■ SOURCE TEXT ■
——————————
SAN ANGELO, Texas - The mothers of children removed from a polygamous sect's ranch in West Texas after an abuse allegation are appealing to Governor Rick Perry for help, saying some of their children have become sick and even required hospitalization.
In the letter, the mothers from the Fundamentalist Church of Jesus Christ of Latter Day Saints also say children are "horrified" by physical examinations they have undergone while in state custody.
The mothers said the letter was mailed Saturday. Perry spokesman Robert Black said yesterday that he had not seen the letter and couldn't comment.
About 416 children were rounded up and placed in temporary custody 11 days ago after a domestic violence hot line recorded a complaint from a 16-year-old girl. She said she was physically and sexually abused by her 50-year-old husband.
The one-page letter, signed by three women who contend they represent others, says about 15 mothers were away from the property when their children were removed.
"We were contacted and told our homes had been raided, our children taken away with no explanation, and because of law enforcement blockade preventing entering or leaving the ranch, we were unable to get to our homes and had no-where to go," it said. "As of Wednesday, April 9, 2008, we have been permitted to return to our empty, ransacked homes, heartsick and lonely."
The mothers said they want Perry to examine the conditions in which the removed children have been placed.
"You would be appalled," the letter said. "Many of our children have become sick as a result of the conditions they have been placed in. Some have even had to be taken to the hospital. Our innocent children are continually being questioned on things they know nothing about. The physical examinations were horrifying to the children. The exposure to these conditions is traumatizing them."
A judge will decide this week whether the children will remain in state custody or return to their families. Hearings are scheduled for today and Thursday.
Yesterday, state officials enforced a judge's order to confiscate the cellphones of the women and children removed from the ranch. The order was sought by court- appointed attorneys for 18 girls in the state's custody, said Marissa Gonzalez, a spokeswoman for Texas Child Protective Services.
Reading from the court document, Gonzalez said attorneys reasoned that cutting off communications would "prevent the possible tampering of witnesses."
Affidavits filed by child protection workers said they found a pattern of abuse at the Yearning for Zion ranch in Eldorado, about 45 miles south of San Angelo.
The 1,700-acre fenced ranch, a former game preserve, was bought by the church in 2003. A number of large dormitory-style homes have been built, along with a small medical center, a cheese factory, a rock quarry, a water treatment plant, and a towering, white limestone temple.
——————————
■ LISTED RECORDS ■
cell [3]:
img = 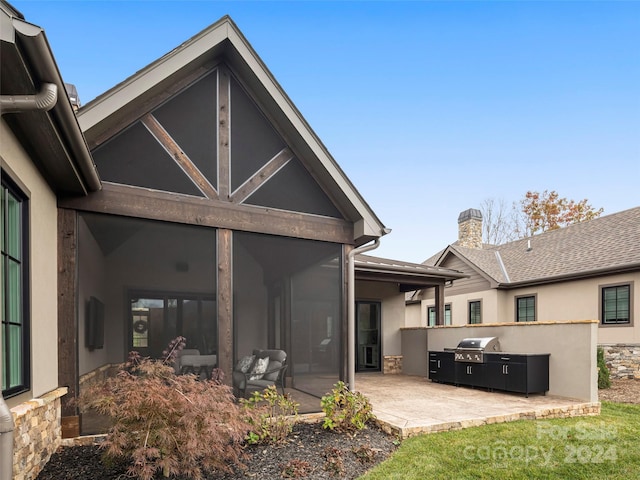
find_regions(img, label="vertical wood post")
[339,245,356,382]
[218,67,231,200]
[217,228,233,385]
[58,208,80,438]
[435,283,444,325]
——————————
■ WORK ORDER 1 ■
Return the part of the article about the mothers' letter starting with "Reading from the" and going on through "white limestone temple.", word for word.
■ WORK ORDER 2 ■
Translate this sentence from the article about the mothers' letter into Spanish: "The mothers said they want Perry to examine the conditions in which the removed children have been placed."
Nothing in the records matters for this.

■ ANSWER SECTION 1 ■
Reading from the court document, Gonzalez said attorneys reasoned that cutting off communications would "prevent the possible tampering of witnesses."
Affidavits filed by child protection workers said they found a pattern of abuse at the Yearning for Zion ranch in Eldorado, about 45 miles south of San Angelo.
The 1,700-acre fenced ranch, a former game preserve, was bought by the church in 2003. A number of large dormitory-style homes have been built, along with a small medical center, a cheese factory, a rock quarry, a water treatment plant, and a towering, white limestone temple.

■ ANSWER SECTION 2 ■
Las madres dijeron que quieren que Perry examine las condiciones en las que han sido colocados los niños retirados.